<<<<

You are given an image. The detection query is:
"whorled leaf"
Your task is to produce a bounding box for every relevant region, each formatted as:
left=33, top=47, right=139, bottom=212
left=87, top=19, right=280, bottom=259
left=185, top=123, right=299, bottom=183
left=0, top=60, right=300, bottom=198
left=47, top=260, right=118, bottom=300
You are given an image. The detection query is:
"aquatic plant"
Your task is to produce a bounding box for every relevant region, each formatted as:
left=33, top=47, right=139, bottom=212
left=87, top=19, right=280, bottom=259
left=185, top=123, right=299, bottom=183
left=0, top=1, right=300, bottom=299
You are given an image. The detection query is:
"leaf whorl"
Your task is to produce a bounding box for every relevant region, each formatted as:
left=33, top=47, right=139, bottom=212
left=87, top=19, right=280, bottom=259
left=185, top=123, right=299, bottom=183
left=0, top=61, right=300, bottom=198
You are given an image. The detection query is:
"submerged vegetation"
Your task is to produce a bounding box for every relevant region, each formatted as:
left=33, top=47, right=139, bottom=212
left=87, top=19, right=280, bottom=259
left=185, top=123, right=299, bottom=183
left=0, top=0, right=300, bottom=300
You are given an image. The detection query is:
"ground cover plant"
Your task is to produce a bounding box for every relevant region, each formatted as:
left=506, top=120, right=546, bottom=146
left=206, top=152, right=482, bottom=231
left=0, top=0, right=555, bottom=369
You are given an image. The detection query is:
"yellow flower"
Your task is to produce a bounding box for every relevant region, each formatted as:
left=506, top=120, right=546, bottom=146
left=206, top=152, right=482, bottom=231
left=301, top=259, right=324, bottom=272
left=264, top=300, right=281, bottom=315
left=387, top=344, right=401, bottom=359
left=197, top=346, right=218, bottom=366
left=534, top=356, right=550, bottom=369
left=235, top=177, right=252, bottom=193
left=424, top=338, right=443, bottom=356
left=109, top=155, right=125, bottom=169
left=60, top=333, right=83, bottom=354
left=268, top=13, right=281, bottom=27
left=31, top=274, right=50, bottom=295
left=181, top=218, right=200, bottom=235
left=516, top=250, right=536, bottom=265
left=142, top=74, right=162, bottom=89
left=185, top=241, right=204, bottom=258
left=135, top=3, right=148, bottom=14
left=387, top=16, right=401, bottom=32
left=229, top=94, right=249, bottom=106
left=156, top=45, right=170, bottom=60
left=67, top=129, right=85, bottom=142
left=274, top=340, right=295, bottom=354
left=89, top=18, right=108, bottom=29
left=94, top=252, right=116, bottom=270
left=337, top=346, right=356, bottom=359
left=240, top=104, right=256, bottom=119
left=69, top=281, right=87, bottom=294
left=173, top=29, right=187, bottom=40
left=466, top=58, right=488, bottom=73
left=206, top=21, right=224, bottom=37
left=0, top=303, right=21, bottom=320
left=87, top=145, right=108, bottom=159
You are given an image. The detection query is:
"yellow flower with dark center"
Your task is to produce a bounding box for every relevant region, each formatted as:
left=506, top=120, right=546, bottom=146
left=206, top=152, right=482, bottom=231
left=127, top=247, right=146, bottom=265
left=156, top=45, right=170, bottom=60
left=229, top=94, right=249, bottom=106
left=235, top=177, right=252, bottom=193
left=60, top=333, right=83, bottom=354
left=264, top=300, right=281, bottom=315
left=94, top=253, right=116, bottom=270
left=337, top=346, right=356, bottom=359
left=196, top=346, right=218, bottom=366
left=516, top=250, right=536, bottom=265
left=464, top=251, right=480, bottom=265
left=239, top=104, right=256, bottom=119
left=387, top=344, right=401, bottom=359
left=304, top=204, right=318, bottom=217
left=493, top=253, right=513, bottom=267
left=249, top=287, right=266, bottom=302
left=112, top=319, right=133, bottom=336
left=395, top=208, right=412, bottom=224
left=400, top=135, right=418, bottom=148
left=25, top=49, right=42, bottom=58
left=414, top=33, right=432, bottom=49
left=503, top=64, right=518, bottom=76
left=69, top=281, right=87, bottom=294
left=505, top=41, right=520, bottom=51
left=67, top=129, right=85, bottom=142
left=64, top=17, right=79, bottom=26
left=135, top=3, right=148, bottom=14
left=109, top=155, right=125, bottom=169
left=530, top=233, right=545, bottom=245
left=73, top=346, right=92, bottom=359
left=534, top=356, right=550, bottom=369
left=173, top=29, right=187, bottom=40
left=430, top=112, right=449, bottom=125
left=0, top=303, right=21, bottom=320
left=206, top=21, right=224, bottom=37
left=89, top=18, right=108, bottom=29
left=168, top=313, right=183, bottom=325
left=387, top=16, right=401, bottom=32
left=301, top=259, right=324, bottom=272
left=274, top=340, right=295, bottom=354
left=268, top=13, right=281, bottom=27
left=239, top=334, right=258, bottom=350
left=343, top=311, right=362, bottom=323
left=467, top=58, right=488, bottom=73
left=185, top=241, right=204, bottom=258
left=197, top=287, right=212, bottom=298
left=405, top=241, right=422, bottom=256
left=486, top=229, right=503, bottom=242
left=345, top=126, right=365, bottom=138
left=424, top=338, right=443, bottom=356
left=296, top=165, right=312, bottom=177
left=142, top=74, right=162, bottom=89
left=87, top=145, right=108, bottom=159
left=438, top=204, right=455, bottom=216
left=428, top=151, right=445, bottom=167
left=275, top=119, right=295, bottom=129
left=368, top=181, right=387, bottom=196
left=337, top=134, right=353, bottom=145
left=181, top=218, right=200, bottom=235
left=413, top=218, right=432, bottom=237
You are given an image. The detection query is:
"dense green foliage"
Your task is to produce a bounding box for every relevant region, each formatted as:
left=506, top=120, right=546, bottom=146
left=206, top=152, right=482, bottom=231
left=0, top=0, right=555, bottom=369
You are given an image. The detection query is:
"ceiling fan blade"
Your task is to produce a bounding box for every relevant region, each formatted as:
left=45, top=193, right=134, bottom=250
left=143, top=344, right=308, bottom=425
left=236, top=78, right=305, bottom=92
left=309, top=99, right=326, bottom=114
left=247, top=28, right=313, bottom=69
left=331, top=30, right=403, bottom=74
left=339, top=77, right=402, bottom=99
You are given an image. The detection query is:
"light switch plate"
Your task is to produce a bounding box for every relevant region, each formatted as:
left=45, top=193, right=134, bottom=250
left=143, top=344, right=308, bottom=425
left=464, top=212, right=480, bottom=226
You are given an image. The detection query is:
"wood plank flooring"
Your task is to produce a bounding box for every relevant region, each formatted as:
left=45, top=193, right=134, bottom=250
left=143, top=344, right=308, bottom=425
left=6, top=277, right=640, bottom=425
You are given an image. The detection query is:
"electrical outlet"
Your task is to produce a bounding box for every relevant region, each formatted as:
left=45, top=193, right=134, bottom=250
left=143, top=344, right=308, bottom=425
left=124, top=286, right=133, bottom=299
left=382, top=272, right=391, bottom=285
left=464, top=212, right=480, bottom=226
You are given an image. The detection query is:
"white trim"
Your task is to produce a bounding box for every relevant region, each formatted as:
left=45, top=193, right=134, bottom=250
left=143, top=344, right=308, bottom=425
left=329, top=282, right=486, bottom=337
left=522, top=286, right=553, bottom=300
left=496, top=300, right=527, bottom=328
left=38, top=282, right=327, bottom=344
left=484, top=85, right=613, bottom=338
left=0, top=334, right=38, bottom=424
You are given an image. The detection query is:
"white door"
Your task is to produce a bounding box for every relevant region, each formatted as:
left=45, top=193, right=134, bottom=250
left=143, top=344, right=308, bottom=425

>>>>

* **Aim**: Write out the whole listing above again, word for word, from its first line through its last.

* **Output of the task**:
You are given an image. The detection query is:
"whorled leaf"
Your task is to produce a bounding box for every relevant region, each formatted as:
left=33, top=47, right=139, bottom=212
left=87, top=19, right=280, bottom=259
left=185, top=123, right=299, bottom=183
left=0, top=60, right=300, bottom=198
left=47, top=260, right=118, bottom=300
You are given an image. The detection query is:
"aquatic plant"
Your task is to produce a bounding box for every relevant region, each formatted as:
left=33, top=47, right=139, bottom=212
left=87, top=19, right=280, bottom=259
left=185, top=123, right=299, bottom=183
left=0, top=1, right=300, bottom=299
You are given an image. The detection query is:
"leaf whorl"
Your task is to produce a bounding box for every relevant region, each formatted as:
left=33, top=47, right=139, bottom=212
left=87, top=19, right=280, bottom=259
left=185, top=123, right=299, bottom=183
left=0, top=61, right=300, bottom=198
You are given an image. The detection query is:
"submerged vegetation"
Your task is to produce a bounding box for every relevant region, each formatted as:
left=33, top=47, right=139, bottom=212
left=87, top=19, right=280, bottom=259
left=185, top=123, right=299, bottom=183
left=0, top=0, right=300, bottom=300
You are given an image. The detection query is:
"ground cover plant"
Your task is to produce a bounding box for every relevant region, each formatted as:
left=506, top=120, right=546, bottom=146
left=206, top=152, right=482, bottom=231
left=0, top=0, right=555, bottom=369
You are given an image. The detection query is:
"yellow flower"
Your task is to produce a bounding box for every relevant region, each formatted as:
left=506, top=120, right=546, bottom=146
left=206, top=152, right=482, bottom=231
left=301, top=259, right=324, bottom=272
left=264, top=300, right=281, bottom=315
left=387, top=344, right=401, bottom=359
left=197, top=346, right=218, bottom=366
left=534, top=356, right=550, bottom=369
left=235, top=177, right=252, bottom=193
left=424, top=338, right=443, bottom=356
left=109, top=155, right=125, bottom=169
left=60, top=333, right=83, bottom=354
left=268, top=13, right=281, bottom=27
left=31, top=274, right=50, bottom=295
left=181, top=218, right=200, bottom=235
left=516, top=250, right=536, bottom=265
left=142, top=74, right=162, bottom=89
left=185, top=241, right=204, bottom=258
left=135, top=3, right=148, bottom=14
left=387, top=16, right=401, bottom=32
left=229, top=94, right=249, bottom=106
left=156, top=45, right=170, bottom=60
left=67, top=129, right=85, bottom=142
left=274, top=340, right=295, bottom=354
left=89, top=18, right=108, bottom=29
left=94, top=252, right=116, bottom=270
left=337, top=346, right=356, bottom=359
left=240, top=104, right=256, bottom=119
left=69, top=281, right=87, bottom=294
left=173, top=29, right=187, bottom=40
left=466, top=58, right=488, bottom=73
left=206, top=21, right=224, bottom=37
left=0, top=303, right=21, bottom=320
left=87, top=145, right=108, bottom=159
You are given an image. The detection query is:
"yellow flower with dark center"
Your task is to produce a bounding box for every relevant region, each formatted as:
left=506, top=120, right=546, bottom=146
left=206, top=152, right=482, bottom=231
left=127, top=247, right=146, bottom=265
left=156, top=45, right=170, bottom=60
left=229, top=94, right=249, bottom=106
left=235, top=177, right=252, bottom=193
left=60, top=333, right=83, bottom=354
left=264, top=300, right=281, bottom=315
left=94, top=253, right=116, bottom=270
left=337, top=346, right=356, bottom=359
left=196, top=346, right=218, bottom=366
left=516, top=250, right=536, bottom=265
left=464, top=251, right=480, bottom=265
left=239, top=104, right=256, bottom=119
left=387, top=344, right=401, bottom=359
left=304, top=204, right=318, bottom=217
left=493, top=253, right=513, bottom=267
left=249, top=287, right=266, bottom=302
left=112, top=319, right=133, bottom=336
left=395, top=208, right=412, bottom=224
left=400, top=135, right=418, bottom=148
left=25, top=49, right=42, bottom=58
left=414, top=33, right=432, bottom=49
left=503, top=64, right=518, bottom=76
left=69, top=281, right=87, bottom=294
left=505, top=41, right=520, bottom=51
left=67, top=129, right=85, bottom=142
left=64, top=17, right=79, bottom=26
left=135, top=3, right=148, bottom=14
left=109, top=155, right=125, bottom=169
left=530, top=233, right=545, bottom=245
left=73, top=346, right=92, bottom=359
left=534, top=356, right=550, bottom=369
left=173, top=29, right=187, bottom=40
left=430, top=112, right=449, bottom=125
left=0, top=303, right=21, bottom=320
left=206, top=21, right=224, bottom=37
left=89, top=18, right=108, bottom=29
left=168, top=313, right=183, bottom=325
left=387, top=16, right=401, bottom=32
left=301, top=259, right=324, bottom=272
left=274, top=340, right=295, bottom=354
left=268, top=13, right=281, bottom=27
left=239, top=334, right=258, bottom=350
left=343, top=311, right=362, bottom=323
left=467, top=58, right=488, bottom=73
left=185, top=241, right=204, bottom=258
left=197, top=287, right=212, bottom=298
left=405, top=241, right=422, bottom=256
left=486, top=229, right=503, bottom=242
left=345, top=126, right=365, bottom=138
left=424, top=338, right=443, bottom=356
left=296, top=165, right=312, bottom=177
left=142, top=74, right=162, bottom=89
left=87, top=145, right=108, bottom=159
left=438, top=204, right=455, bottom=216
left=428, top=151, right=445, bottom=167
left=275, top=119, right=295, bottom=129
left=368, top=181, right=387, bottom=196
left=337, top=134, right=353, bottom=145
left=181, top=218, right=200, bottom=235
left=413, top=218, right=432, bottom=237
You are given an image. The detection query is:
"dense green foliage"
Your task is to produce a bounding box for every relevant region, each formatted as:
left=506, top=120, right=546, bottom=146
left=206, top=152, right=482, bottom=231
left=0, top=0, right=555, bottom=369
You are given an image. The detection query is:
"ceiling fan blade"
Your task is to produce a bounding box for every relevant region, each formatted as:
left=45, top=193, right=134, bottom=250
left=143, top=344, right=308, bottom=425
left=236, top=78, right=305, bottom=92
left=309, top=99, right=326, bottom=114
left=247, top=28, right=313, bottom=69
left=331, top=30, right=403, bottom=74
left=339, top=77, right=402, bottom=99
You are given an image. The detection query is:
"light switch plate"
Your task is to produce a bounding box for every relevant region, each formatted as:
left=45, top=193, right=134, bottom=250
left=143, top=344, right=308, bottom=425
left=464, top=212, right=480, bottom=226
You are given an image. The detection query is:
"wood plank flooring"
Your task is to produce a bounding box for every relevant region, each formatted as:
left=45, top=193, right=134, bottom=250
left=143, top=344, right=308, bottom=425
left=6, top=277, right=640, bottom=425
You are given an image. The detection query is:
"electrical outlet"
Your task is to produce a bounding box for every relevant region, each formatted as:
left=45, top=193, right=134, bottom=250
left=143, top=344, right=308, bottom=425
left=124, top=286, right=133, bottom=299
left=382, top=272, right=391, bottom=285
left=464, top=212, right=480, bottom=226
You are given an image. The detection query is:
"white trim"
Your task is to produce a bounding box for every relevant region, each formatted as:
left=45, top=193, right=134, bottom=250
left=143, top=344, right=308, bottom=425
left=329, top=282, right=486, bottom=337
left=522, top=286, right=553, bottom=300
left=496, top=300, right=527, bottom=328
left=38, top=282, right=327, bottom=344
left=484, top=85, right=613, bottom=338
left=0, top=334, right=38, bottom=424
You are given an image. The detection query is:
"white door"
Your task is to produce a bounding box for every relevant region, each formatted as:
left=45, top=193, right=134, bottom=250
left=143, top=344, right=308, bottom=425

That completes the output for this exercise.